Render the entries below, from the line containing "Annotate the image above for the object class wall-mounted" up to and including the line containing "[198,265,224,284]", as a numbered list with blank lines left out.

BEGIN Entries shown

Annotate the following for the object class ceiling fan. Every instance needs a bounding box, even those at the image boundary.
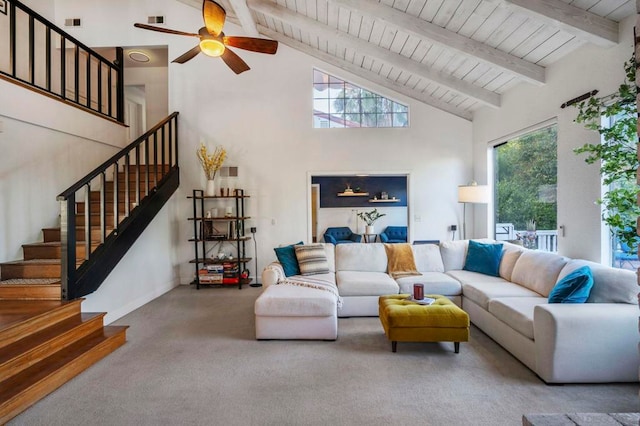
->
[134,0,278,74]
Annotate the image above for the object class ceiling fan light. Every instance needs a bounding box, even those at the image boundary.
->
[200,38,225,58]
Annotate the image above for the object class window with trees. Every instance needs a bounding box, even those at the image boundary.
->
[313,69,409,129]
[493,124,558,252]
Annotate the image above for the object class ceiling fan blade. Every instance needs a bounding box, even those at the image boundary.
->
[202,0,227,36]
[171,45,200,64]
[223,36,278,55]
[133,23,200,37]
[221,49,250,74]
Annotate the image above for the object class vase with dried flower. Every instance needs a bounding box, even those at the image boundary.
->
[196,142,227,197]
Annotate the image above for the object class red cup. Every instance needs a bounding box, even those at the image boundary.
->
[413,284,424,300]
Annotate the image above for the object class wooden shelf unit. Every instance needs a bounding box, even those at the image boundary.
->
[187,189,252,289]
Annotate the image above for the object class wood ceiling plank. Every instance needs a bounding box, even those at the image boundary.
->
[358,16,373,41]
[229,0,260,37]
[316,0,329,25]
[430,0,461,28]
[445,0,481,33]
[539,37,586,66]
[305,0,318,20]
[329,0,545,85]
[511,25,558,58]
[487,0,619,47]
[400,36,420,58]
[249,0,500,107]
[420,0,444,22]
[349,13,362,37]
[525,31,576,63]
[458,1,498,38]
[478,72,514,92]
[391,0,410,13]
[405,0,427,17]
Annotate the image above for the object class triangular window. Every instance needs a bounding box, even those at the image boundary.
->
[313,69,409,129]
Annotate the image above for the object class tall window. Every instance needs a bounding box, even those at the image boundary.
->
[313,70,409,129]
[603,113,639,271]
[493,124,558,252]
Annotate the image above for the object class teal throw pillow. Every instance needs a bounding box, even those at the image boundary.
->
[462,240,502,277]
[273,241,303,277]
[549,266,593,303]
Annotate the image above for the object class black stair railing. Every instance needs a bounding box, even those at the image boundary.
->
[0,0,124,123]
[58,112,180,300]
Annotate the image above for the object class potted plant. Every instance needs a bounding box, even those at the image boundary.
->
[358,209,386,234]
[196,142,227,196]
[574,55,640,253]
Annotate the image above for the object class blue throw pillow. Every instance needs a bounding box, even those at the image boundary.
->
[462,240,502,277]
[549,266,593,303]
[273,241,303,277]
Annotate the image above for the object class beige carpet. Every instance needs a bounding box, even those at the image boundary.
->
[9,286,639,426]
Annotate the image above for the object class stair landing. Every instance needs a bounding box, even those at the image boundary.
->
[0,299,127,424]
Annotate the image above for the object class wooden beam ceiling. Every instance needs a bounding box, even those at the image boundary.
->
[248,0,501,108]
[490,0,618,47]
[229,0,260,37]
[327,0,545,85]
[258,25,472,121]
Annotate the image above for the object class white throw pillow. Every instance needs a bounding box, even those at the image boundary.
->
[294,244,329,275]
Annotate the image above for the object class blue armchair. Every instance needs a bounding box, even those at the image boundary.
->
[380,226,407,243]
[324,226,362,245]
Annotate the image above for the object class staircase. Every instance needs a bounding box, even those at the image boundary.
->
[0,113,179,424]
[0,178,141,424]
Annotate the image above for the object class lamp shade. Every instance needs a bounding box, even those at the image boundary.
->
[458,183,489,204]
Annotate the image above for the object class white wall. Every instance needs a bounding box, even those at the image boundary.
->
[473,16,635,261]
[56,0,471,283]
[124,67,169,131]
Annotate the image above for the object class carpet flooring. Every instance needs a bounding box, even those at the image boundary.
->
[9,286,639,426]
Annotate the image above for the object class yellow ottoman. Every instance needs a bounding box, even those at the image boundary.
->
[378,294,469,353]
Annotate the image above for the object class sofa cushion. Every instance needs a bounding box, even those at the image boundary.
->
[273,241,303,277]
[440,240,469,271]
[447,271,540,309]
[558,259,638,305]
[511,250,567,297]
[396,272,462,296]
[254,284,338,317]
[294,244,329,275]
[489,296,547,340]
[500,242,524,281]
[336,243,387,272]
[411,244,444,273]
[463,240,502,277]
[336,272,399,297]
[549,266,593,303]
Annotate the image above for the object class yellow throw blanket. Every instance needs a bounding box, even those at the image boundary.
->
[384,243,422,279]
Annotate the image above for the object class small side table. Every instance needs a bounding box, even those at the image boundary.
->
[362,234,378,243]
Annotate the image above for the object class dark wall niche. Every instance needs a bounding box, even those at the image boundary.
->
[311,176,407,209]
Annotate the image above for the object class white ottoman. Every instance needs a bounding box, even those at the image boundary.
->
[254,284,338,340]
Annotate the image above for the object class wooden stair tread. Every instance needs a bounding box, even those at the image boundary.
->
[0,259,60,266]
[0,313,105,381]
[0,326,128,424]
[0,278,60,287]
[0,299,84,348]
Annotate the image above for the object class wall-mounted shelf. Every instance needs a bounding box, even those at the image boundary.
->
[338,192,369,197]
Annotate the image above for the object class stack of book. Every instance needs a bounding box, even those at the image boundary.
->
[222,262,240,284]
[198,265,224,284]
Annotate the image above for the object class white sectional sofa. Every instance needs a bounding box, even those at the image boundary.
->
[255,240,640,383]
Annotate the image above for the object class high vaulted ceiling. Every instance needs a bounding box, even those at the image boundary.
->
[179,0,636,119]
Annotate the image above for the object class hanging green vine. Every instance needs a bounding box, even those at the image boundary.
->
[574,56,640,253]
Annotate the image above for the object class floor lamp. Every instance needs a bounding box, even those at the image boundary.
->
[458,181,489,240]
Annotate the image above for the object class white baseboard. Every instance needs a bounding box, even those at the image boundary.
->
[104,280,180,325]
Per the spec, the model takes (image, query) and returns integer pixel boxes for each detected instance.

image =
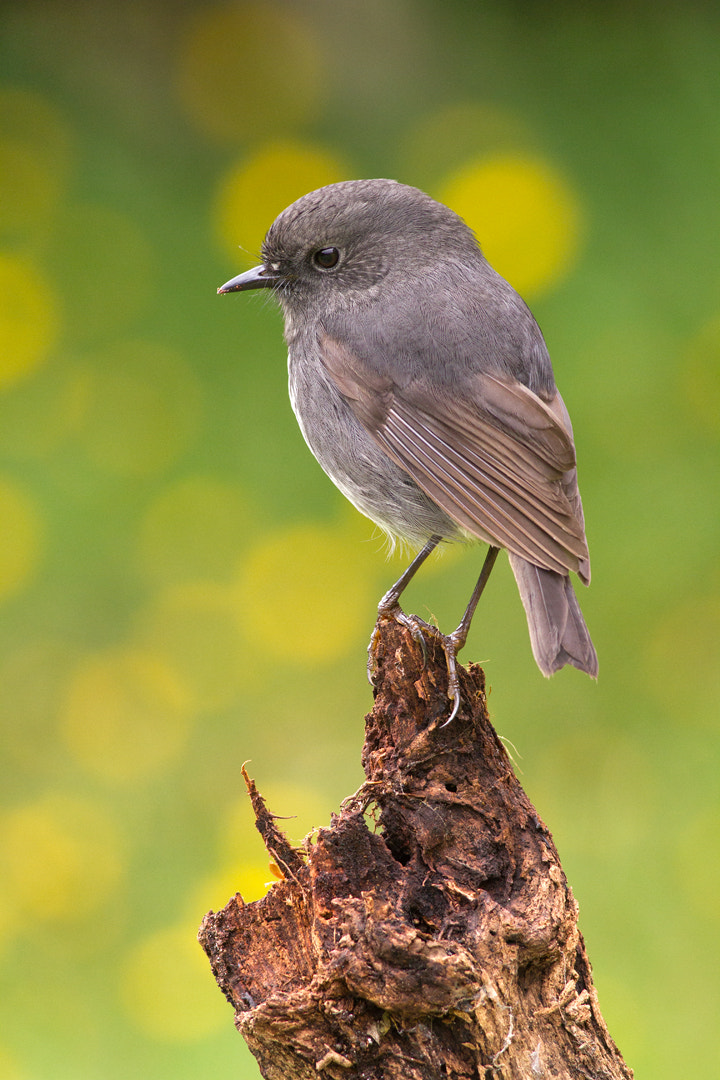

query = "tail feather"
[508,552,598,678]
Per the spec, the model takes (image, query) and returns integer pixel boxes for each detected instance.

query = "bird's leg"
[367,536,500,727]
[439,546,500,727]
[367,535,443,685]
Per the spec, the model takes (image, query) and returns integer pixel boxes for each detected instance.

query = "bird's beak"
[218,265,281,293]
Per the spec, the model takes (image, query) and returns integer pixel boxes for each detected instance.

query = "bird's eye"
[313,247,340,270]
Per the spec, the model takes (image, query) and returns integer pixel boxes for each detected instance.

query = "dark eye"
[313,247,340,270]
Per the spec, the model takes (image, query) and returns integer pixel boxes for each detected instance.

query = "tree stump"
[199,619,633,1080]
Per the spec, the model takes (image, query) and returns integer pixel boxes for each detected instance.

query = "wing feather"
[321,336,589,577]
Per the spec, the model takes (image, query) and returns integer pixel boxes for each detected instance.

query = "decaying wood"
[200,620,633,1080]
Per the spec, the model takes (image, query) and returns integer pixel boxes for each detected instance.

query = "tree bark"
[199,619,633,1080]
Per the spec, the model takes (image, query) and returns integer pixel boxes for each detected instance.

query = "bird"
[218,179,598,723]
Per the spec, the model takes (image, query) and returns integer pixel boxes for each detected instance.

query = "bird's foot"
[367,602,466,727]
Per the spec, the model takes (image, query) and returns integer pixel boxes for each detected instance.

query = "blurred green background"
[0,0,720,1080]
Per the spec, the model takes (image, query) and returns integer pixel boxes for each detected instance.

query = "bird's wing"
[320,335,589,578]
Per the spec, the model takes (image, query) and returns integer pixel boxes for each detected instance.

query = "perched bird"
[218,179,598,718]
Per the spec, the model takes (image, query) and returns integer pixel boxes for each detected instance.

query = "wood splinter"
[199,620,633,1080]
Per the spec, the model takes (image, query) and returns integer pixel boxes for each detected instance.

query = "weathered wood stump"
[200,620,633,1080]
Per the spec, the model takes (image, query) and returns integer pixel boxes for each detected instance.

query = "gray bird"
[218,179,598,719]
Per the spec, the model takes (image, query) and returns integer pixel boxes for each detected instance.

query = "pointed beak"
[218,266,281,293]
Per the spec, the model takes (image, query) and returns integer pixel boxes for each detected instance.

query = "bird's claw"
[367,603,464,728]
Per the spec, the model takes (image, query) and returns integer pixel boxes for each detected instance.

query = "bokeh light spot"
[46,204,155,341]
[0,254,58,388]
[121,924,228,1042]
[0,477,42,599]
[237,525,373,663]
[60,649,191,783]
[0,793,124,921]
[136,582,248,711]
[0,360,89,459]
[138,476,255,583]
[0,87,72,239]
[215,141,349,266]
[437,154,582,296]
[178,2,323,143]
[81,341,203,476]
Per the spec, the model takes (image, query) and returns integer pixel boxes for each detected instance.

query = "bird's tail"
[508,553,598,678]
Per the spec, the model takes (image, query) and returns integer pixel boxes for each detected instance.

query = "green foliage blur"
[0,0,720,1080]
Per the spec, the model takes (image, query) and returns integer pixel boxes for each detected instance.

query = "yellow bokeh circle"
[136,581,248,712]
[60,649,191,784]
[0,794,124,921]
[237,525,375,663]
[120,923,229,1043]
[138,475,256,583]
[0,476,42,599]
[214,141,349,266]
[177,0,323,143]
[0,254,58,389]
[437,154,582,296]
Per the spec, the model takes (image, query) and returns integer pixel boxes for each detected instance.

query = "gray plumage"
[220,180,597,676]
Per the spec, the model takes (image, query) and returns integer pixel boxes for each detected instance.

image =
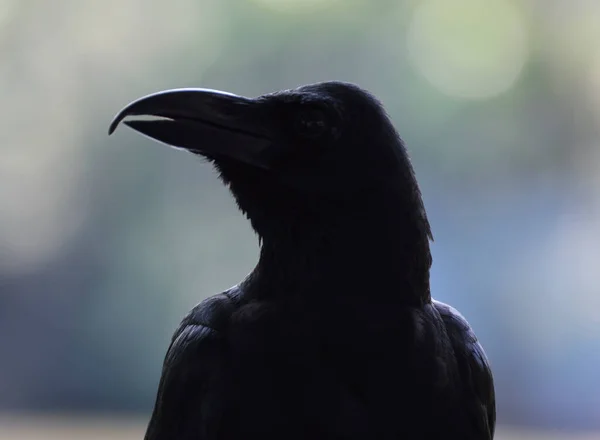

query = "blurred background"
[0,0,600,440]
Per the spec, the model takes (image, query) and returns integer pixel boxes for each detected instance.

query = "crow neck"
[246,202,431,305]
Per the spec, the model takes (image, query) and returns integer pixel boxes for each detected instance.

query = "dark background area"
[0,0,600,439]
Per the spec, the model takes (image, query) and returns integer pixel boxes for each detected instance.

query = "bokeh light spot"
[407,0,529,99]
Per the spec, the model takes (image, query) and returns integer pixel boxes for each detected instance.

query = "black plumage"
[110,82,495,440]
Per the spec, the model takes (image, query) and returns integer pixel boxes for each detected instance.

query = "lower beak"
[108,89,271,168]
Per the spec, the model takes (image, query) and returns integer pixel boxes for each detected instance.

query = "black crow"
[109,82,495,440]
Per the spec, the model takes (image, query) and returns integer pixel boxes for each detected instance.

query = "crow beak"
[108,89,271,168]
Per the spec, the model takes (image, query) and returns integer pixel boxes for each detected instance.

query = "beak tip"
[108,115,123,136]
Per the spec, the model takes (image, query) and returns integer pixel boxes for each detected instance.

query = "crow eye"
[295,109,327,138]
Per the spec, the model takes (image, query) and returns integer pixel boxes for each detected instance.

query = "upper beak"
[108,89,271,168]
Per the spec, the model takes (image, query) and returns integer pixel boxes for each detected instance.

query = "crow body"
[111,82,495,440]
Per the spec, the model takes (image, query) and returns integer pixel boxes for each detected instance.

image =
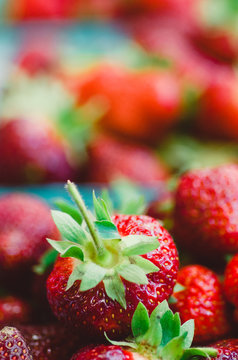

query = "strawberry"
[18,323,80,360]
[87,135,169,185]
[0,119,75,184]
[171,265,229,343]
[0,327,33,360]
[0,193,59,290]
[174,164,238,260]
[71,301,218,360]
[0,296,31,327]
[47,182,178,338]
[224,254,238,308]
[210,339,238,360]
[197,75,238,140]
[79,65,182,143]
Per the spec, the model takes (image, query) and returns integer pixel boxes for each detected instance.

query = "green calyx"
[48,181,159,308]
[105,300,217,360]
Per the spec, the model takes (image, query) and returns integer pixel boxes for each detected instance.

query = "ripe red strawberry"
[47,182,178,337]
[18,323,81,360]
[0,327,33,360]
[0,296,31,327]
[0,119,75,184]
[171,265,229,343]
[85,135,169,185]
[224,254,238,307]
[210,339,238,360]
[79,65,182,143]
[0,193,59,289]
[174,165,238,260]
[197,74,238,140]
[71,301,217,360]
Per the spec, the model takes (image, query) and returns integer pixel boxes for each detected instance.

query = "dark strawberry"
[47,182,178,337]
[171,265,229,343]
[0,327,33,360]
[210,339,238,360]
[197,74,238,140]
[174,165,238,260]
[18,323,81,360]
[71,301,217,360]
[79,65,182,143]
[0,193,59,289]
[0,119,75,184]
[0,296,31,327]
[88,135,169,185]
[224,254,238,308]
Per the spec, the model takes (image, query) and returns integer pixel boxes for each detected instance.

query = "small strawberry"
[85,135,169,185]
[224,254,238,308]
[210,339,238,360]
[71,301,218,360]
[0,119,75,184]
[171,265,229,343]
[0,327,33,360]
[47,182,178,337]
[0,193,59,290]
[174,165,238,260]
[0,296,31,327]
[18,323,80,360]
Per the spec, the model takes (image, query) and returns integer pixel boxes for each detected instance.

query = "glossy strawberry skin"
[210,339,238,360]
[18,323,81,360]
[71,345,134,360]
[224,254,238,307]
[88,135,169,185]
[47,215,178,338]
[0,119,75,184]
[0,296,31,327]
[79,65,182,143]
[0,327,33,360]
[174,165,238,260]
[171,265,229,343]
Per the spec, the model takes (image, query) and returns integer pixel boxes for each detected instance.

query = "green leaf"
[94,220,121,240]
[180,319,194,349]
[160,333,186,360]
[80,262,107,291]
[131,302,150,338]
[103,274,126,309]
[60,245,84,261]
[130,255,159,274]
[116,264,148,284]
[173,283,186,293]
[33,249,58,275]
[54,199,83,225]
[104,332,137,349]
[121,235,160,256]
[93,191,111,221]
[66,264,85,291]
[51,210,87,245]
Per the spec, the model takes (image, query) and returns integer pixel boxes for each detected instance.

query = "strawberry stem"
[66,180,108,261]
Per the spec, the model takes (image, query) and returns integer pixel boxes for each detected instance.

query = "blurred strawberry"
[197,76,238,140]
[0,194,59,292]
[79,65,182,143]
[85,135,169,185]
[0,119,75,184]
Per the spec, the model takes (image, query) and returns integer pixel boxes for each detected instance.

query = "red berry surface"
[172,265,229,343]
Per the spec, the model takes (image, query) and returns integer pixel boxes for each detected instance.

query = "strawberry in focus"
[47,182,178,338]
[0,327,33,360]
[174,164,238,261]
[0,119,76,184]
[71,301,218,360]
[171,265,229,343]
[87,135,169,186]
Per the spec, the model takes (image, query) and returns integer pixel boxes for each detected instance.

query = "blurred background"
[0,0,238,200]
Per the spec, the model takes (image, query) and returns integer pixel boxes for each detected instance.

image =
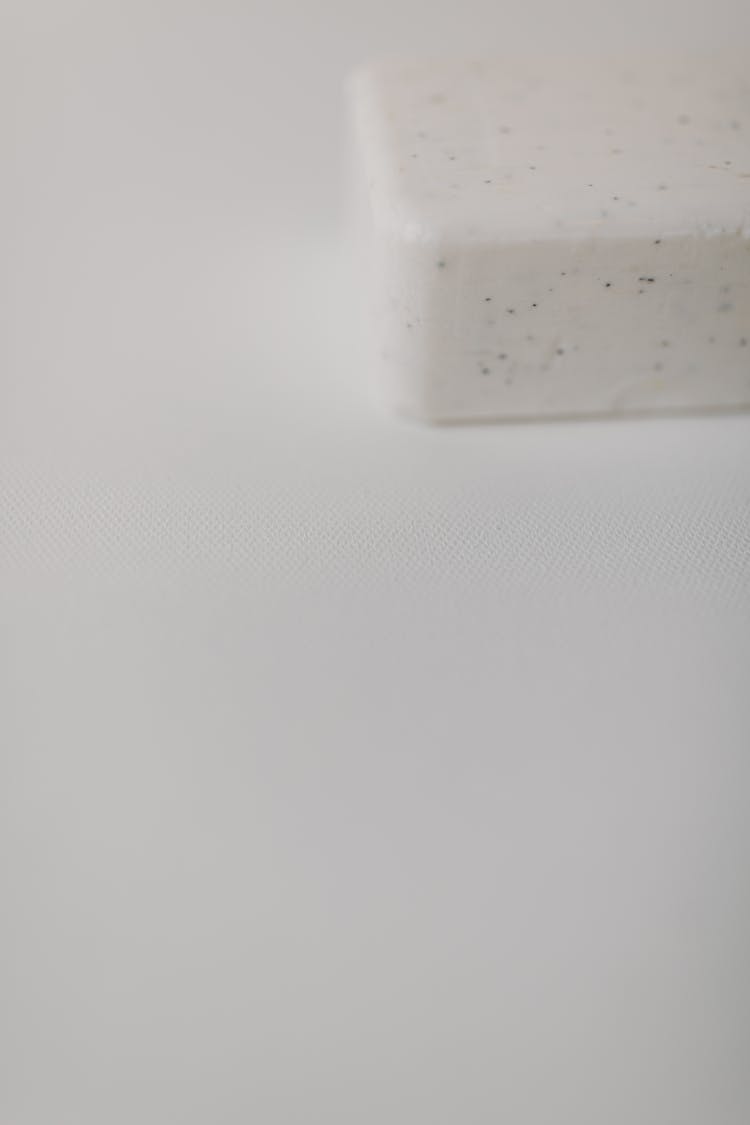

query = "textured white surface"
[0,2,750,1125]
[351,52,750,422]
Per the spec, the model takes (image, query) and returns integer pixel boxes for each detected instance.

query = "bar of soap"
[351,56,750,422]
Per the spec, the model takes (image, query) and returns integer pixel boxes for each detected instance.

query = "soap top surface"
[352,53,750,241]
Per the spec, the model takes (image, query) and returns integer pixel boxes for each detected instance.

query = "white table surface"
[0,0,750,1125]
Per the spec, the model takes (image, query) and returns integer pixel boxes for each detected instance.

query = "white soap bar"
[351,56,750,421]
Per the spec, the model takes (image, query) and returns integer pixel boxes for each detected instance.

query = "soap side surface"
[351,57,750,421]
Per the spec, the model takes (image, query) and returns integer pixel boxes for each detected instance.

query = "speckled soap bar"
[351,55,750,421]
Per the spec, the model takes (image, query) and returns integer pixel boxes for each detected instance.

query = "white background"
[0,0,750,1125]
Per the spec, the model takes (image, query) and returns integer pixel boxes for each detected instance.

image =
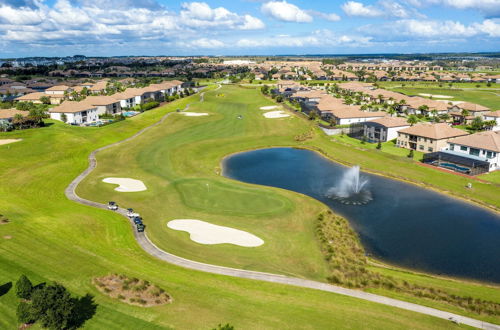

END Entries shown

→ **Final result**:
1. Annotate the image above for the object class wall-mounted shelf. Every instance needs a bounding box, even those at the image boundary.
2. ->
3. [338,192,369,197]
4. Annotate the image above for the object class stack of book. Every instance needs a bounding box, even those at the image boundary.
5. ->
6. [222,262,240,284]
7. [198,265,224,284]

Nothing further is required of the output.